[Referring expression pointing data]
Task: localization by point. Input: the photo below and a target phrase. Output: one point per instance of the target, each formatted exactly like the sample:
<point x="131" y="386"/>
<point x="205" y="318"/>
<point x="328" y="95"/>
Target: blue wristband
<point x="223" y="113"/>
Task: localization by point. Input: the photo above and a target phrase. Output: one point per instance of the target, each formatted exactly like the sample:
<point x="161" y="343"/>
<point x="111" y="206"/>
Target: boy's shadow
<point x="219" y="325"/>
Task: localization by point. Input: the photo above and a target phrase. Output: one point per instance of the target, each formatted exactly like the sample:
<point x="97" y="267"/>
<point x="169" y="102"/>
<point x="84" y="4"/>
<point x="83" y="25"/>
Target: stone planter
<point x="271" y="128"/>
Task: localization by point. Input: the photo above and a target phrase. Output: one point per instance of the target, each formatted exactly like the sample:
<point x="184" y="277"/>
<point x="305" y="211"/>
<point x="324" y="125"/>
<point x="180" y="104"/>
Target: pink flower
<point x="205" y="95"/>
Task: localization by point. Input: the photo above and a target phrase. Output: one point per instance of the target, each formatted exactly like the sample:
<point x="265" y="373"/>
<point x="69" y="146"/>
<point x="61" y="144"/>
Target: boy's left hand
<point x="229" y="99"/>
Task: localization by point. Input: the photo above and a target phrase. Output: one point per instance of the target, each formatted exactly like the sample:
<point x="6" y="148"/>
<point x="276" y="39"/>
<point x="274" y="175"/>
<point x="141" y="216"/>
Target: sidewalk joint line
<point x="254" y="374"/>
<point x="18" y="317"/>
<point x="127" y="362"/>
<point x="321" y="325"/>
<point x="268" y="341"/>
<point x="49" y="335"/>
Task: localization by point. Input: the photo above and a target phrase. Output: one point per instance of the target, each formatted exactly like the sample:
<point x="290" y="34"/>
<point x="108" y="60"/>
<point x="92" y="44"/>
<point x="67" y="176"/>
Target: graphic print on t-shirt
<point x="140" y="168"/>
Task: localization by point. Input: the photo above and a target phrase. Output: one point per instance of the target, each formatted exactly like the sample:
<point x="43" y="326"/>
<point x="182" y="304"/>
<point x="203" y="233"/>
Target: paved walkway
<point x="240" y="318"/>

> **EXERCISE**
Please copy out the records exactly as they appear.

> **COMPLETED TASK**
Task: localization by point. Input: the photo below and a target phrase. Output: one point per instance of the target, each formatted exactly like the sample:
<point x="131" y="386"/>
<point x="205" y="318"/>
<point x="328" y="95"/>
Target: blue wristband
<point x="223" y="113"/>
Task: localization by point. Input: the photo above and a target phrase. Output: one point per instance of the target, each formatted exactly like the sample:
<point x="161" y="343"/>
<point x="111" y="206"/>
Target: boy's shadow
<point x="219" y="325"/>
Task: localization by point. Input: the photo above and a target phrase. Output: one point per instance of the target, each formatted exactly like the sample:
<point x="97" y="267"/>
<point x="169" y="102"/>
<point x="84" y="4"/>
<point x="83" y="25"/>
Target: stone planter
<point x="271" y="128"/>
Task: localization by point. Input: the photo above and a target phrase. Output: one point per instance of the target, each formatted exactly like the sample:
<point x="184" y="277"/>
<point x="305" y="211"/>
<point x="324" y="125"/>
<point x="180" y="104"/>
Target: pink flower
<point x="205" y="95"/>
Task: localization by point. Input: the photo above and a target phrase. Output: one point per instance of the target, each formatted exactly like the sample:
<point x="265" y="373"/>
<point x="69" y="146"/>
<point x="61" y="144"/>
Target: boy's left hand
<point x="229" y="99"/>
Task: localization by point. Input: the photo above and a target phrase. Output: one point per instance of the target, each formatted exactly like the sample:
<point x="6" y="148"/>
<point x="276" y="39"/>
<point x="274" y="175"/>
<point x="141" y="216"/>
Target: sidewalk joint line
<point x="254" y="374"/>
<point x="18" y="317"/>
<point x="127" y="362"/>
<point x="321" y="325"/>
<point x="268" y="341"/>
<point x="49" y="335"/>
Task: localization by point. Input: the photo above and a target phrase. Output: one point per instance of the target, each formatted exactly like the sample:
<point x="290" y="34"/>
<point x="108" y="60"/>
<point x="92" y="44"/>
<point x="67" y="176"/>
Target: graphic print on t-shirt
<point x="140" y="168"/>
Task: localization by point. Input: the photo above and a target phrase. Output: one point per instance of the target, each formatted exactly like the sample:
<point x="43" y="326"/>
<point x="182" y="304"/>
<point x="203" y="233"/>
Target: paved walkway
<point x="240" y="318"/>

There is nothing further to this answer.